** BEGIN EXCERPTED DATA **
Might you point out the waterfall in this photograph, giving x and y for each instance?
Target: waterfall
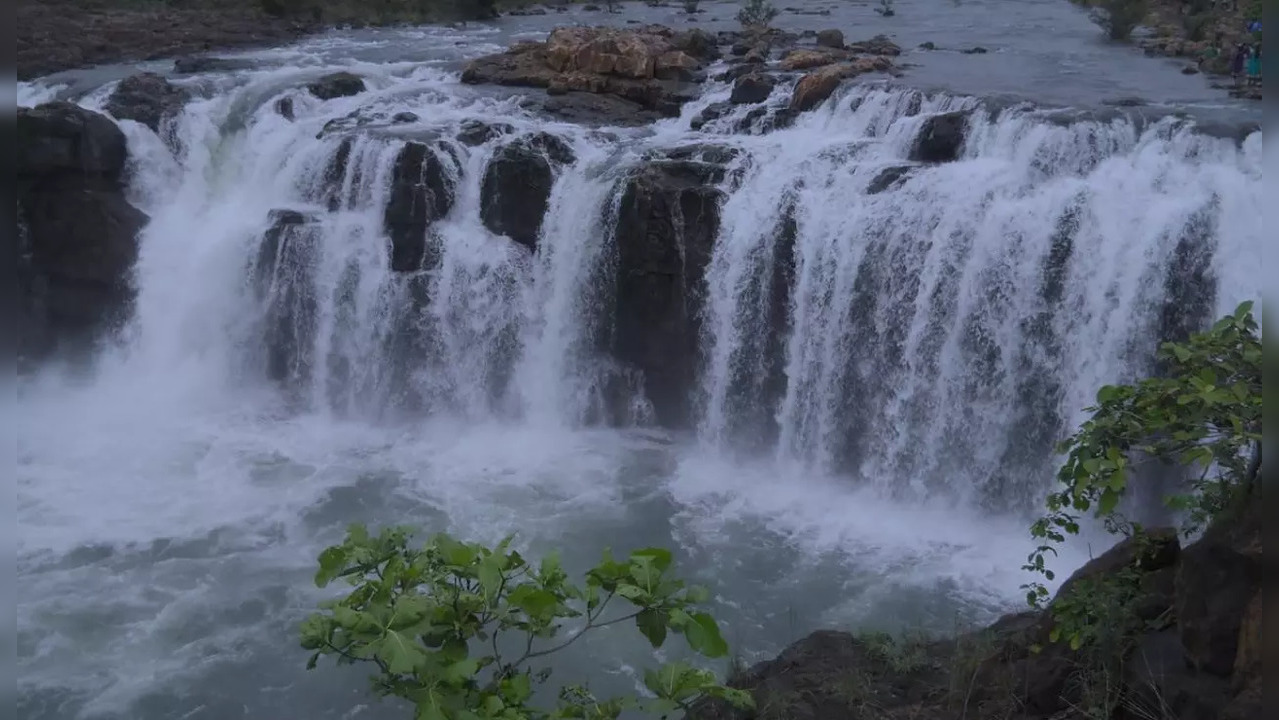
(823, 366)
(925, 329)
(930, 329)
** END EXCERPTED DATA **
**WRITTEN INSTRUCTION**.
Rewrite the material with every "waterfall" changed to "cascade" and nothing else altered. Omit the pictures from your output.

**WRITTEN ANSWER**.
Might you point out the cascade in this photograph, giving x and y for each instance?
Target: cascade
(823, 366)
(925, 329)
(930, 329)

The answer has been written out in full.